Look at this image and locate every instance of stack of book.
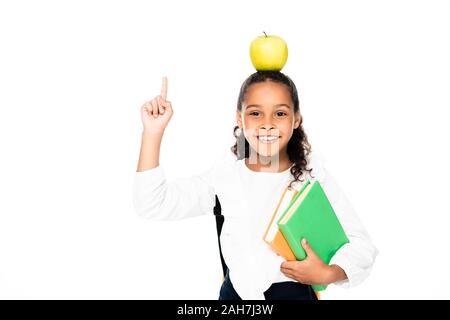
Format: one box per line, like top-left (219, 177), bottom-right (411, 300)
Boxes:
top-left (263, 180), bottom-right (349, 291)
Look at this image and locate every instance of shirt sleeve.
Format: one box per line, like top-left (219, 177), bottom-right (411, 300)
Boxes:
top-left (133, 165), bottom-right (215, 220)
top-left (312, 158), bottom-right (378, 288)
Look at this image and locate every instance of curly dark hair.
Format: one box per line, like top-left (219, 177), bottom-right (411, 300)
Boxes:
top-left (231, 71), bottom-right (312, 187)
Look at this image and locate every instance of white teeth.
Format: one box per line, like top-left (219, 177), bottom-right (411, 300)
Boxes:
top-left (258, 136), bottom-right (278, 142)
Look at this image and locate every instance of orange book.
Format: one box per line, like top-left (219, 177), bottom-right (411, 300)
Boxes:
top-left (263, 187), bottom-right (297, 261)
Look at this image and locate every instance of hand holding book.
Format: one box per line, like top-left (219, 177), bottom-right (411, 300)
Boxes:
top-left (263, 180), bottom-right (349, 291)
top-left (280, 239), bottom-right (347, 285)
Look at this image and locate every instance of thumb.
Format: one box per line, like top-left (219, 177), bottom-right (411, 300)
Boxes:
top-left (302, 238), bottom-right (316, 257)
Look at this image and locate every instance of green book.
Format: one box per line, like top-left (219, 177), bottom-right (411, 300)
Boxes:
top-left (277, 180), bottom-right (349, 291)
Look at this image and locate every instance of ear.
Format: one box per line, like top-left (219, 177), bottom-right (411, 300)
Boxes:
top-left (236, 111), bottom-right (243, 129)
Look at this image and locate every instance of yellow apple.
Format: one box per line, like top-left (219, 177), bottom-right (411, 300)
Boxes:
top-left (250, 32), bottom-right (288, 71)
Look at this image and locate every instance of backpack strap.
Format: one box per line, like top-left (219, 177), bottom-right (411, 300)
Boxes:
top-left (214, 195), bottom-right (228, 277)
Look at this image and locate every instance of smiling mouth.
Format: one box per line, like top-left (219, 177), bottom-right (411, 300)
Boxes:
top-left (257, 136), bottom-right (280, 144)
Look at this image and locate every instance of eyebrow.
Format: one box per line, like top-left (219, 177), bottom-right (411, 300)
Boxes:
top-left (246, 103), bottom-right (291, 109)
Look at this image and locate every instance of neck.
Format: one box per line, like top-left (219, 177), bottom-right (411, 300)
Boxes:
top-left (245, 155), bottom-right (292, 172)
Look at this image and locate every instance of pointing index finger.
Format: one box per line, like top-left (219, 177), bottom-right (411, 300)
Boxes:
top-left (161, 77), bottom-right (167, 100)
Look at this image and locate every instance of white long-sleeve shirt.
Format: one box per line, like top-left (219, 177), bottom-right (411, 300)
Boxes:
top-left (133, 151), bottom-right (378, 300)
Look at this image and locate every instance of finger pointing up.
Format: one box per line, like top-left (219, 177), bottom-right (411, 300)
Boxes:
top-left (161, 77), bottom-right (167, 101)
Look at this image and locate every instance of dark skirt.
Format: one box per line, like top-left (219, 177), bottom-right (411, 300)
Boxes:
top-left (219, 270), bottom-right (317, 300)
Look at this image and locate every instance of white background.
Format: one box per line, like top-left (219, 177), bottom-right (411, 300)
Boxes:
top-left (0, 0), bottom-right (450, 299)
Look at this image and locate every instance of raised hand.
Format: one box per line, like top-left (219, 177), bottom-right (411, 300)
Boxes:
top-left (141, 77), bottom-right (173, 133)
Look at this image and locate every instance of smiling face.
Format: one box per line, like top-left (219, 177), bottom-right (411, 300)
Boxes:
top-left (236, 81), bottom-right (300, 163)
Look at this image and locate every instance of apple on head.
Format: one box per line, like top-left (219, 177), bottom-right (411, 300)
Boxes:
top-left (250, 32), bottom-right (288, 71)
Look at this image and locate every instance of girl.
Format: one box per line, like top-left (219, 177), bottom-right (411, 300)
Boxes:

- _DIRECTIONS_:
Change "locate" to "find" in the material from the first line up to and including the line with "top-left (280, 239), bottom-right (347, 285)", leaving everything else unchanged. Give back only those lines, and leave the pictures out of the answer.

- _ANSWER FOR THE TASK_:
Look at this image and find every instance of stack of book.
Format: one box per line, like top-left (219, 177), bottom-right (411, 300)
Boxes:
top-left (263, 180), bottom-right (349, 291)
Look at this image and find every instance of shirt sleeve.
Format: one box per line, like top-left (219, 177), bottom-right (411, 300)
Boxes:
top-left (133, 165), bottom-right (215, 220)
top-left (312, 158), bottom-right (378, 288)
Look at this image and find every instance of curly dark hair.
Format: one box per line, like top-left (219, 177), bottom-right (411, 300)
Boxes:
top-left (231, 71), bottom-right (312, 187)
Look at this image and find every instance of white teeth.
Format: one box per line, like top-left (219, 177), bottom-right (411, 300)
Boxes:
top-left (258, 136), bottom-right (278, 142)
Look at this image and find every instance of orange book.
Format: one box per line, like top-left (219, 177), bottom-right (411, 300)
Boxes:
top-left (263, 187), bottom-right (297, 261)
Look at this image and find every instance of hand holding book.
Format: one box per line, like top-left (219, 177), bottom-right (411, 300)
Boxes:
top-left (263, 180), bottom-right (349, 291)
top-left (280, 239), bottom-right (347, 285)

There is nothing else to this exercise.